**** Material for this task ****
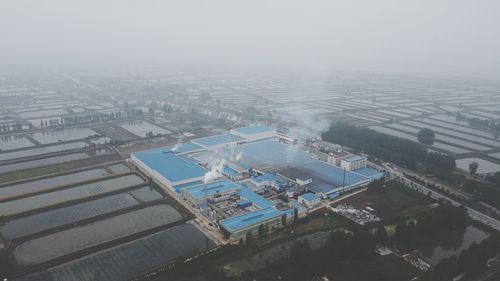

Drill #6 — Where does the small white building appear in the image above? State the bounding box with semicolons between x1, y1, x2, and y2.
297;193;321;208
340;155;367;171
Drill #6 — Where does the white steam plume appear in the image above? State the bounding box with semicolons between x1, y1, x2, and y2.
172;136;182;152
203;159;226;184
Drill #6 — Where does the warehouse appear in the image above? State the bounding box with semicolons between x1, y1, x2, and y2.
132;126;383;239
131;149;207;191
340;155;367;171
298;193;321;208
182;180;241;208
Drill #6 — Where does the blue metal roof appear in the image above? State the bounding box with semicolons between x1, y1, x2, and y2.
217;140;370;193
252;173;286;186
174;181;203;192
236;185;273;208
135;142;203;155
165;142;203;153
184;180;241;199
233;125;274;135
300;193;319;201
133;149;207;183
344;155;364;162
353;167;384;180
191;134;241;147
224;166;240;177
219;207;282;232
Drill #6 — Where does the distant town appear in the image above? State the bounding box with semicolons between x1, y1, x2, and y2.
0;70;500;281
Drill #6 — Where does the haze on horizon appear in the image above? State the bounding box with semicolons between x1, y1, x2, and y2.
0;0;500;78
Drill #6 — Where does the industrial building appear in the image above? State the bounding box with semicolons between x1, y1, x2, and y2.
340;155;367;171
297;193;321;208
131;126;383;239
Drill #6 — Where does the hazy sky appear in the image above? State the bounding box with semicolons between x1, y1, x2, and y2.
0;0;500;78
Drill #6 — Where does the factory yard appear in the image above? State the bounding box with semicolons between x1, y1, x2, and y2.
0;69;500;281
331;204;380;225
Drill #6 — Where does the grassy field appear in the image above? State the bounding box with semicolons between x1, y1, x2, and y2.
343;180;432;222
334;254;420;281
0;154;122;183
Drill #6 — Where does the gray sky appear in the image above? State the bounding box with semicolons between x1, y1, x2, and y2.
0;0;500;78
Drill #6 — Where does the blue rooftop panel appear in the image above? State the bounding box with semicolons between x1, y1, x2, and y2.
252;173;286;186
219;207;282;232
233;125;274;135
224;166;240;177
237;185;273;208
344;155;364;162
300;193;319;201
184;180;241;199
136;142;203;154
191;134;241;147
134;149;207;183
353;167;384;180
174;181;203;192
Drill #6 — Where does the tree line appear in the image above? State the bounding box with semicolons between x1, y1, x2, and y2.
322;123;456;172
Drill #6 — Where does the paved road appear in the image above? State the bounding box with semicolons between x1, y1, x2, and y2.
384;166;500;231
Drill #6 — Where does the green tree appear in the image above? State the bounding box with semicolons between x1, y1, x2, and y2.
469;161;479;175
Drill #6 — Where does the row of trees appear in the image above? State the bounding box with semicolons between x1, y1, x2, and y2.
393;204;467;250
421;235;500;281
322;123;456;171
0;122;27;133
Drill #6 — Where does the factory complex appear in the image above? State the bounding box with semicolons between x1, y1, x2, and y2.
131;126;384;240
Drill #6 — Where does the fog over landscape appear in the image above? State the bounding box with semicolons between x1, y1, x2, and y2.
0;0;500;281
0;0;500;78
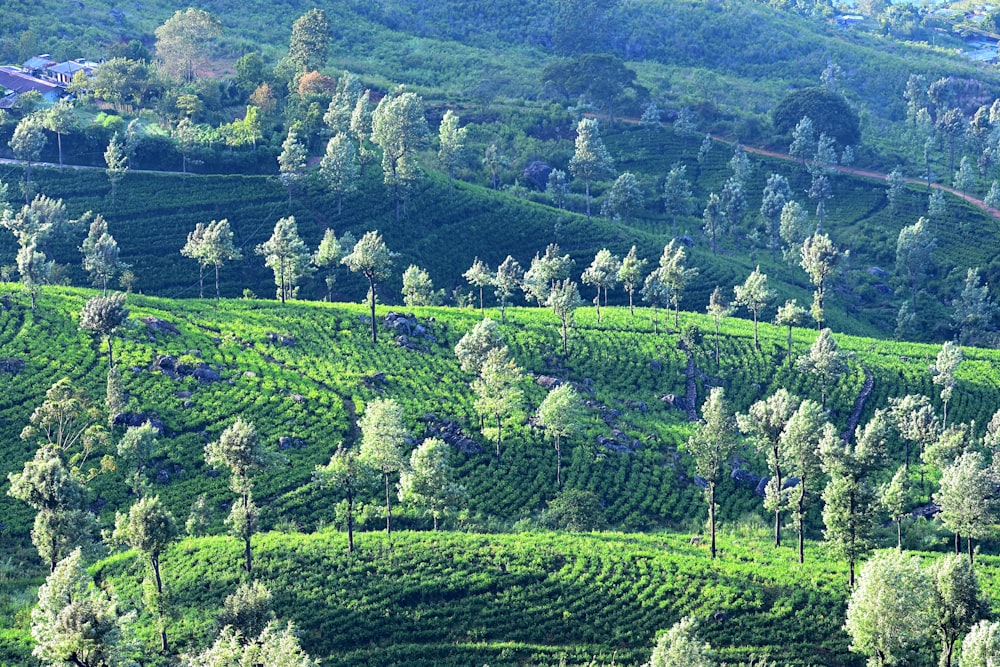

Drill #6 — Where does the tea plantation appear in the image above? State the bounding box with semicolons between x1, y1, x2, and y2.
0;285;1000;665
****
**** Material for this task ****
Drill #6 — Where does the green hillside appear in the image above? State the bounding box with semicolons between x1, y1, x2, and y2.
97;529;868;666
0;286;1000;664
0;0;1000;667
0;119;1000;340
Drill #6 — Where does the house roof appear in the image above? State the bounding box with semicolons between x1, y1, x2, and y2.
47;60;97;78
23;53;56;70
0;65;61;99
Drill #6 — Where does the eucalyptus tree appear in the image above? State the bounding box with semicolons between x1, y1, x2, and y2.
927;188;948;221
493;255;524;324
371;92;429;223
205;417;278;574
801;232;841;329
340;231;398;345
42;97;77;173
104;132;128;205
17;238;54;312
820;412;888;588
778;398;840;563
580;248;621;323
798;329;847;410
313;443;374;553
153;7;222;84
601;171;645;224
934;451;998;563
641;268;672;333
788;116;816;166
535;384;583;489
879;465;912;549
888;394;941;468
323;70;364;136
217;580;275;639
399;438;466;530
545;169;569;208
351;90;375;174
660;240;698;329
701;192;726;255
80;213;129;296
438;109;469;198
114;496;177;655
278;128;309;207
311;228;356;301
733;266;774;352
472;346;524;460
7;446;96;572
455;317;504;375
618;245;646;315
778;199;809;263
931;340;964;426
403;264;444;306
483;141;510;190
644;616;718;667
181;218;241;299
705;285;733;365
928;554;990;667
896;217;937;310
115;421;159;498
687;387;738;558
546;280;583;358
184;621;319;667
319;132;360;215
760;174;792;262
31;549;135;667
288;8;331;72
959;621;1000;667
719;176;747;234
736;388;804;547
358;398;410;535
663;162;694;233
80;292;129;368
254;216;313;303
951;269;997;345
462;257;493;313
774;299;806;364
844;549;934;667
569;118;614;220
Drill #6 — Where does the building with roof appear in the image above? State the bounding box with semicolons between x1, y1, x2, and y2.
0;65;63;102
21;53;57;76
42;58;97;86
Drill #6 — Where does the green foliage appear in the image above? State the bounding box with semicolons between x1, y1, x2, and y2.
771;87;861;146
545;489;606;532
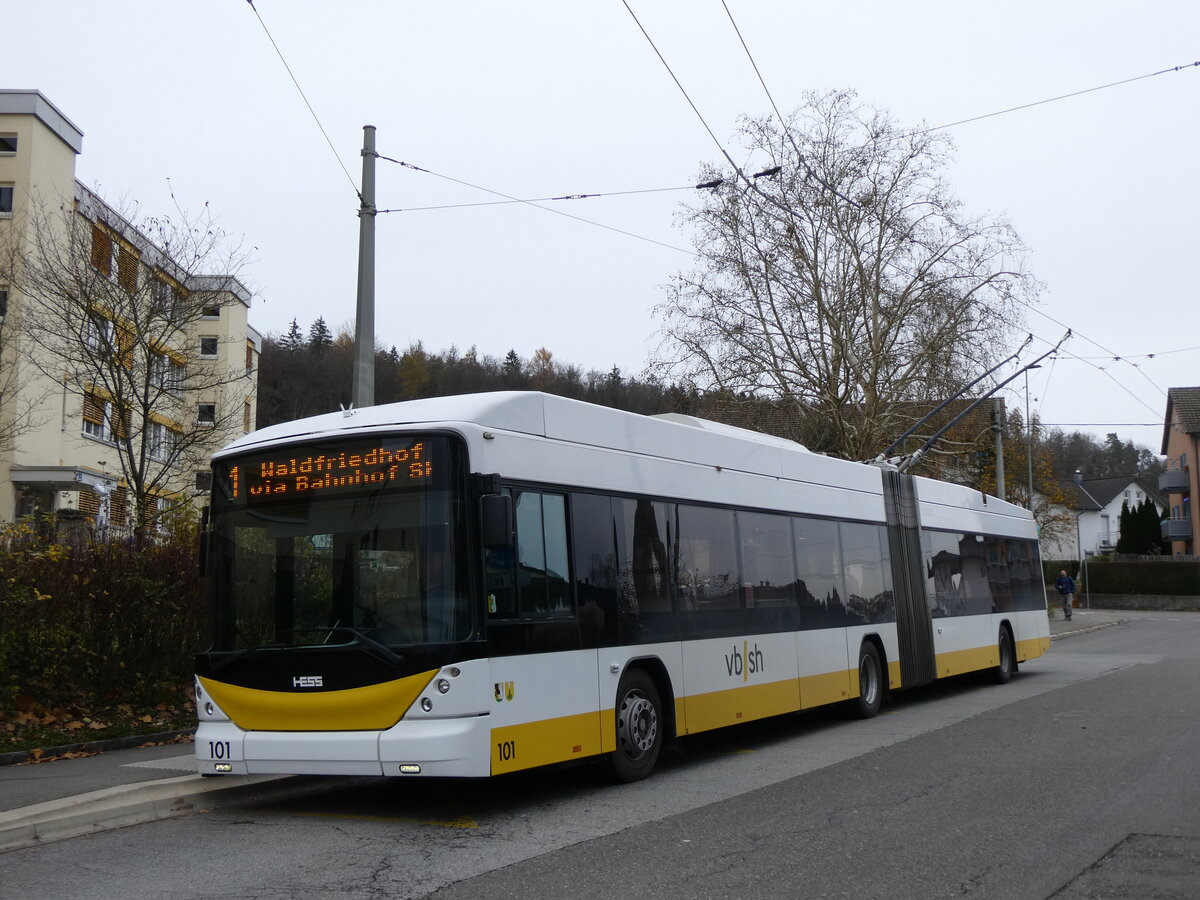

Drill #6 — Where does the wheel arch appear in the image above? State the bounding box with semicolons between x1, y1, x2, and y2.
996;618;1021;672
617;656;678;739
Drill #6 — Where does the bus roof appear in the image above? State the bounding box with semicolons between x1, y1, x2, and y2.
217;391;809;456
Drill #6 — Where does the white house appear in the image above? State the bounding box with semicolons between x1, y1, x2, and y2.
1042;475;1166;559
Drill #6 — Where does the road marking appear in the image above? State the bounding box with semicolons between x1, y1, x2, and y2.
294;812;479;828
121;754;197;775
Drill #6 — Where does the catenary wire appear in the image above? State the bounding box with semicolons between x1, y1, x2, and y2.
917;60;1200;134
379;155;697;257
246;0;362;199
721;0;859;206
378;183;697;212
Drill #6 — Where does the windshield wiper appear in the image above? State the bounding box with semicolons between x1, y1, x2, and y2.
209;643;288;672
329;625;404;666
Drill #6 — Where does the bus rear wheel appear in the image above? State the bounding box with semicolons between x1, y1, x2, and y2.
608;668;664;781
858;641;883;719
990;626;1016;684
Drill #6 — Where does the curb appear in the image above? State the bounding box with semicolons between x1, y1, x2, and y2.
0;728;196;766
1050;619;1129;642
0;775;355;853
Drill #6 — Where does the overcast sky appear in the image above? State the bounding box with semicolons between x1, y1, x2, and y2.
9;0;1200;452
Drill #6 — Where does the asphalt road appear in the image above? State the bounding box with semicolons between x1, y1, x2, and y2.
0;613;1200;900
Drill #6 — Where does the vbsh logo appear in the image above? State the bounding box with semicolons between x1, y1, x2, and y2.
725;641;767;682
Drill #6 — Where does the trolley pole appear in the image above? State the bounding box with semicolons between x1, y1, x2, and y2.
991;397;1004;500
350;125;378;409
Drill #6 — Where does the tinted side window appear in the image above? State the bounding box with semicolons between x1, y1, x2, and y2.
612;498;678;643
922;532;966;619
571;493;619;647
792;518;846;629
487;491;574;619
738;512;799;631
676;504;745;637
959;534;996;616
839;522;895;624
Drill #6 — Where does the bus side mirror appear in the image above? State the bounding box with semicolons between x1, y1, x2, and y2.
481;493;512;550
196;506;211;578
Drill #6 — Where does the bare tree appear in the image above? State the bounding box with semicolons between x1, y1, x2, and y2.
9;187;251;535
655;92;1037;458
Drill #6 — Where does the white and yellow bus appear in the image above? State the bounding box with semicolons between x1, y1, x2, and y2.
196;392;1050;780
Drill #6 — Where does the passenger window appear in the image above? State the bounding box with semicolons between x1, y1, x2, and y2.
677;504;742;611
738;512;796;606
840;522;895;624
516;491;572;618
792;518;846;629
****
Duplicate the rows from the line with "Drill #6 — Where does the small" to the line with "203;159;226;184", including both of those lines.

Drill #6 — Where does the small white building appear in the image above? State the bounding box with semicolons between x1, y1, x2, and y2.
297;193;321;208
340;155;367;171
Drill #6 — Where does the white steam plume appear in the image above? State the bounding box with semicolons between x1, y1, x2, and y2.
172;136;182;152
203;159;226;184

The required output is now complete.